Page excerpt:
=== Begin Enclosure ===

It’s crazy how easy it is in bands for resentment or weirdness to crop up. 
One of the other things that led me to that conclusion was that I felt like I’d always been the worst musician onstage. That’s not a bad thing — Frank Zappa always said his aim was to be the worst musician in the band, to be the person with the ideas, to be the captain of the ship when you’ve got this extraordinary talent to make use of. But it’s different when it’s a band. When you’re in a band and you’re the worst musician — but you’re also the one standing at the front getting all the attention, doing all the interviews, getting all the publishing royalties from the songs — you do inevitably get resentment from the other guys. And sometimes they don’t vocalize it; you just feel it.

I just felt, “It’s time to give it a rest. Time to work with some musicians who will take joy in playing with you and performing your ideas and responding to your suggestions.” I’d begun to feel like it was actually a struggle in the context of the band at that point. In the last couple years, Gavin and Richard have been very vocal about disabusing me of that notion — they didn’t feel that at all, but it was my reality at the time.

 

I assume it’s easier reunite like this when everyone has their own respective projects. You have a very successful solo career, so you already have a songwriting outlet. It reminds me of the situation with Genesis in the ’80s after Phil Collins launched his solo career — all the band members would make their own albums, and then they’d come back to Genesis with a clean slate, so no one was angling to work in their own ideas. 
It’s unusual, though, isn’t it? I can think of perhaps one or two other examples, but they are unusual. Usually the gang mentality dictates that you are not allowed to have a solo career — certainly not a successful one, and certainly not one you give as much weight to. Maybe you’re allowed to go out and do a little side project, but you can’t do out and do a big solo statement and expect to be part of the gang when you come back.

=== End Enclosure ===

Excerpted data:
=== Begin Enclosure ===

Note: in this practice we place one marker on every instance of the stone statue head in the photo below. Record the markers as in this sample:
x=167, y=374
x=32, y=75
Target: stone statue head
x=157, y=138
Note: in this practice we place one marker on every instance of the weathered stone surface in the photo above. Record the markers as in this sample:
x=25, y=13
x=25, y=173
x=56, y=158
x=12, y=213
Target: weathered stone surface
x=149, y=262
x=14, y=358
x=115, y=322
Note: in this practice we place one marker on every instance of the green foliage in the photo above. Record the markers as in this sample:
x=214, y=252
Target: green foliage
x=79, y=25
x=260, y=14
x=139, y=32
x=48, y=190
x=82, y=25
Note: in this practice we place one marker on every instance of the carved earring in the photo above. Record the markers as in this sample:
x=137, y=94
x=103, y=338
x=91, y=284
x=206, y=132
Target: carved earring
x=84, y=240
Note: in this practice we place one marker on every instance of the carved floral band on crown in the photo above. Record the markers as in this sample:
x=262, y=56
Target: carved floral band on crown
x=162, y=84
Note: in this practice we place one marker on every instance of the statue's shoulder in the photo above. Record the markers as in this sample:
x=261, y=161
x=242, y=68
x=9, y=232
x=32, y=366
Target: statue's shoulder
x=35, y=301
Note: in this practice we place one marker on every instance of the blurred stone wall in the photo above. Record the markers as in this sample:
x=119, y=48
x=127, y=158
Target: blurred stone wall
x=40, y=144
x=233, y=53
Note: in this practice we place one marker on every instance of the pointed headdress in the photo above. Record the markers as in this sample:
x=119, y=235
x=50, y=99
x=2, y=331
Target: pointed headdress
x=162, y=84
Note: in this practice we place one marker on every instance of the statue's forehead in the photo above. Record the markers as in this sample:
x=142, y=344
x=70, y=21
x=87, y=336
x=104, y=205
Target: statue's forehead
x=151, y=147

=== End Enclosure ===

Activity A:
Reproduce the passage of the interview about band life between "It’s unusual, though, isn’t" and "you come back.", inclusive.
Activity B:
Pick up the interview about band life after its last sentence and continue it.

Written reply A:
It’s unusual, though, isn’t it? I can think of perhaps one or two other examples, but they are unusual. Usually the gang mentality dictates that you are not allowed to have a solo career — certainly not a successful one, and certainly not one you give as much weight to. Maybe you’re allowed to go out and do a little side project, but you can’t do out and do a big solo statement and expect to be part of the gang when you come back.

Written reply B:
You mention Genesis — for me, Peter Gabriel had to leave that band to make his best work. I believe that was much earlier on in their history, when perhaps it wasn’t something that would be entertained — that the singer could go off and make solo records: “If you’re gonna do that, you’ve gotta leave the band.” But the second time around, it seemed like it was allowed. As you say, perhaps that worked in favor of the band. But it’s very unusual because of that gang mentality. When you’re younger, it’s very frowned upon. It’s no coincidence that we’re all much older now, and we can realize that it is a good thing and can only make the band stronger. We’ve all gone off and done stuff that’s equally successful in its own way. 

I’m excited you’ll be reissuing the first Storm Corrosion album this year. I know you get asked this a lot, but…have you and Opeth’s Mikael Åkerfeldt talked recently about making another album?
It is the 10th anniversary, so we’re doing a new version, and we’re gonna get together and do some press to promote it. We even talked about recording a new track for the new edition, but we said, “If we’re gonna do that, why don’t we just do a new record?” So the subject certainly has come up. I think we would love to do something else together. I don’t think we’d do a follow-up to that record. I think we want to do something quite different again. I don’t know what that would be, but I know that’s the way he is and what I am. That record is so perfect and definitive in what it tries to do and what it achieves. It’s a little diamond, I think. And I think a lot of people missed out on it because it’s not what they expected us to do. But I know that for some people that it’s their favorite thing that either of us have done. I’ve heard that more and more. There’s a little cult growing up around that record.